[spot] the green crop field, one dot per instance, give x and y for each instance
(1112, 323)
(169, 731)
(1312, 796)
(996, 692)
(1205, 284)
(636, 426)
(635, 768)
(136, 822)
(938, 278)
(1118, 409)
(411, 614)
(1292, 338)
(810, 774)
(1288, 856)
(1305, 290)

☆ ☆ ☆ ☆

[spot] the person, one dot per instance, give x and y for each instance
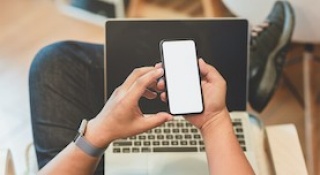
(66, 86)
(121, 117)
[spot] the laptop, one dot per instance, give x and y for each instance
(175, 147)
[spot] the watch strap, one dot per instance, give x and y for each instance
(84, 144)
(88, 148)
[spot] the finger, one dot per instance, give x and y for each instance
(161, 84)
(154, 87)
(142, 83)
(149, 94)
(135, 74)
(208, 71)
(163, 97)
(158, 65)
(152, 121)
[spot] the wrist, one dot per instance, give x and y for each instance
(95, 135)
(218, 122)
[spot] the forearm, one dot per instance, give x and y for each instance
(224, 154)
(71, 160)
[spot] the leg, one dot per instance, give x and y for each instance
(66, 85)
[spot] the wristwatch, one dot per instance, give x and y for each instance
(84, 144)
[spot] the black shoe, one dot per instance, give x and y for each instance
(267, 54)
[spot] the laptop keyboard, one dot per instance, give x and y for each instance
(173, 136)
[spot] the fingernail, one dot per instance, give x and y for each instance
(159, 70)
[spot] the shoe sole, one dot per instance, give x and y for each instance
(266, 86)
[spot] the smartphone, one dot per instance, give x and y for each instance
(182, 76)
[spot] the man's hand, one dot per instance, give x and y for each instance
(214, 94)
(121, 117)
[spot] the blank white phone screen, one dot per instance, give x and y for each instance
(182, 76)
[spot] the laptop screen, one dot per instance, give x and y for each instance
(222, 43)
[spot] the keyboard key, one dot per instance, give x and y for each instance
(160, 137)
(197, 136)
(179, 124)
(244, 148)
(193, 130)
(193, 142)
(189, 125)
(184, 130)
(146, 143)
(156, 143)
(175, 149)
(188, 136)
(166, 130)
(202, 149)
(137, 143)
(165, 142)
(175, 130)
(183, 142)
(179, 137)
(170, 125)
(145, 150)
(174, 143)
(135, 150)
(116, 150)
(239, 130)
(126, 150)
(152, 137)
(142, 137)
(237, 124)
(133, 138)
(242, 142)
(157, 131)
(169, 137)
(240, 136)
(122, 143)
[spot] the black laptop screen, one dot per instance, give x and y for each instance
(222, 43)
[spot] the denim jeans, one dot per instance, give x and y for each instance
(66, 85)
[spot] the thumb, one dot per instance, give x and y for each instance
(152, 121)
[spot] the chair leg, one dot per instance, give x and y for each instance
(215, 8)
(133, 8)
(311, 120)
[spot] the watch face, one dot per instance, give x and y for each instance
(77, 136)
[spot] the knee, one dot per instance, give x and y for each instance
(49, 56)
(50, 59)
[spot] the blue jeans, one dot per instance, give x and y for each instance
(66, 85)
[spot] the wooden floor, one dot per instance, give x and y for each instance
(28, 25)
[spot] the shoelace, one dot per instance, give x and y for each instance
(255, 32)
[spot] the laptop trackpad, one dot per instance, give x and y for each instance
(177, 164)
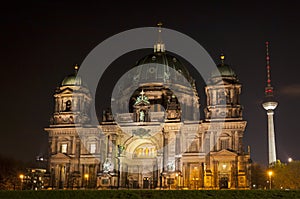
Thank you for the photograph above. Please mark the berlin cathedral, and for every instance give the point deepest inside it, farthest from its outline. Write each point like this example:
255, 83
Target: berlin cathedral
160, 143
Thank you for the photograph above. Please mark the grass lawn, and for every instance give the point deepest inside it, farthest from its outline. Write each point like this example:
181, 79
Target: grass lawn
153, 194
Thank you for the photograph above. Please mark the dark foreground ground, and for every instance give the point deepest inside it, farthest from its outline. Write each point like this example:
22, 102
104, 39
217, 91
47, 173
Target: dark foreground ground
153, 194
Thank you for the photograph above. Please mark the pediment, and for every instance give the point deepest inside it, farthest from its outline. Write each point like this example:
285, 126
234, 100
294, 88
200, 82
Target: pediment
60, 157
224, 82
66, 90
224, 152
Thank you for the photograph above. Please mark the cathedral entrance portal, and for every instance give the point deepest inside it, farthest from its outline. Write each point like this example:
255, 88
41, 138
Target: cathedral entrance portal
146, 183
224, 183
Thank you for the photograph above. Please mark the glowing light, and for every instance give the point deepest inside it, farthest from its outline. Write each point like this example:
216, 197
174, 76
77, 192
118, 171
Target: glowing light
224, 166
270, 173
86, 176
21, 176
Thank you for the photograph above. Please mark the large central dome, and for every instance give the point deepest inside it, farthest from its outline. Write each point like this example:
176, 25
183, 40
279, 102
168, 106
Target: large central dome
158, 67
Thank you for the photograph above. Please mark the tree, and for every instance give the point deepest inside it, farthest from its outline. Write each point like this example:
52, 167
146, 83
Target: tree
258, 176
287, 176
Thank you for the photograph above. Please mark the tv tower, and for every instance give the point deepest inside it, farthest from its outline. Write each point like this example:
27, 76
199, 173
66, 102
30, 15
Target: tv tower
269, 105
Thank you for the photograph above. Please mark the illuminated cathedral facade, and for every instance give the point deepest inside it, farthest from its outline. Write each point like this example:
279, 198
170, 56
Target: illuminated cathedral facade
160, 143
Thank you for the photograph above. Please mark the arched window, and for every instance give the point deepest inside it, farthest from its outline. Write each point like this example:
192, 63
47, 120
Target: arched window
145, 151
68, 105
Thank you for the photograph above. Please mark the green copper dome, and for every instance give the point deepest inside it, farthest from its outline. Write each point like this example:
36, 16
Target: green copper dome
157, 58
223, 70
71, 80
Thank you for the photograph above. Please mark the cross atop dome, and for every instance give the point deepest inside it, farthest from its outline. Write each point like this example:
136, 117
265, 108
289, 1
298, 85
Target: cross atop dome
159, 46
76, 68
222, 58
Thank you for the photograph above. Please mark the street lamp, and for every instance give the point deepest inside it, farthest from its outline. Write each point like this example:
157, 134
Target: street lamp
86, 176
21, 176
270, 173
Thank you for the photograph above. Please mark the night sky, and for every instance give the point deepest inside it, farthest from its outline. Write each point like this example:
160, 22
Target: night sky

☆ ☆ ☆ ☆

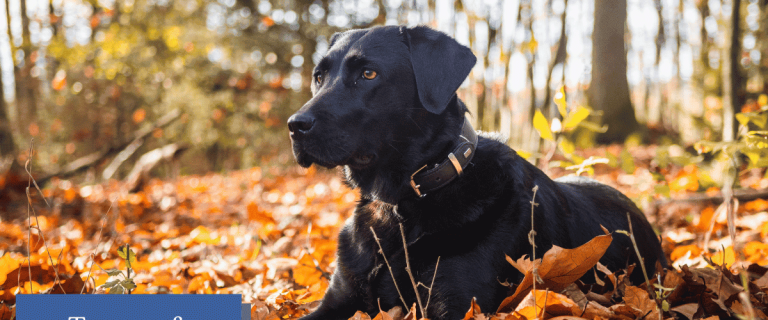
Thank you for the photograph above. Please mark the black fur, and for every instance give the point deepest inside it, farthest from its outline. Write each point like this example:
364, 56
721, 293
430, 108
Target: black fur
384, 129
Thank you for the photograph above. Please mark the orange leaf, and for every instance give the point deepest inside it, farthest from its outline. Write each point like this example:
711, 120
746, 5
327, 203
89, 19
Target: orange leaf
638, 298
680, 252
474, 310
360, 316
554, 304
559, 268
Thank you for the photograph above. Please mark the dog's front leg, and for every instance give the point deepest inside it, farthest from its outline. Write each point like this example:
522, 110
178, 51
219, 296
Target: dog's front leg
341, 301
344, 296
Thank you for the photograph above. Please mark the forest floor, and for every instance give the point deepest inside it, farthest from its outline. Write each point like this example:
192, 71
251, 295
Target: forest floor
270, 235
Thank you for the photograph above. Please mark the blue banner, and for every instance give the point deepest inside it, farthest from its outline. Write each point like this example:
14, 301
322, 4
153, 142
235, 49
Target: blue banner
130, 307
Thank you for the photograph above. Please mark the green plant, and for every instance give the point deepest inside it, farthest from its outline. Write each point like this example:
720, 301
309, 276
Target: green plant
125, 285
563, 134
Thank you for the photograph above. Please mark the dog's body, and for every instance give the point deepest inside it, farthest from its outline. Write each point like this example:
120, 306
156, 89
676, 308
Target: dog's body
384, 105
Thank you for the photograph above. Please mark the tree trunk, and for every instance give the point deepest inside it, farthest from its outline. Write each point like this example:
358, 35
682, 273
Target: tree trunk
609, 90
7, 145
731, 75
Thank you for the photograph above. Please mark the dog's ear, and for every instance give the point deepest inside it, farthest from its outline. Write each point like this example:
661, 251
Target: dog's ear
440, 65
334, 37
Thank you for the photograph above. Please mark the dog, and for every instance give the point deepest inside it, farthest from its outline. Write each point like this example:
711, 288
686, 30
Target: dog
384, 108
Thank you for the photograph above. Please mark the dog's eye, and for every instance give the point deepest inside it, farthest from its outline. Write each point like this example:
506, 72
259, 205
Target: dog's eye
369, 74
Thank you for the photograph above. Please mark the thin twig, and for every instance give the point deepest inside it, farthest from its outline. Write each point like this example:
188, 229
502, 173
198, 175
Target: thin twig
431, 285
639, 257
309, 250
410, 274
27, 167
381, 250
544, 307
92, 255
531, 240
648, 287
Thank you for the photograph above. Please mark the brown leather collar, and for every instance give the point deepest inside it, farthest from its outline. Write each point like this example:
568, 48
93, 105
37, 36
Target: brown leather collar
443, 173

☆ ☆ ☆ ☆

◆ **Task requirements**
Replace "crop field" with "farm field" in the part of the data above that opens with the line containing "[spot] the green" and closes with the line containing "(1305, 290)". Return only those lines, with nothing else changed.

◆ **The answer**
[spot] the green farm field, one dot per instance, give x and y for each instance
(1112, 323)
(169, 731)
(1312, 796)
(996, 692)
(1205, 284)
(636, 426)
(635, 768)
(136, 822)
(938, 278)
(1118, 409)
(411, 614)
(1292, 338)
(810, 774)
(1288, 856)
(1305, 290)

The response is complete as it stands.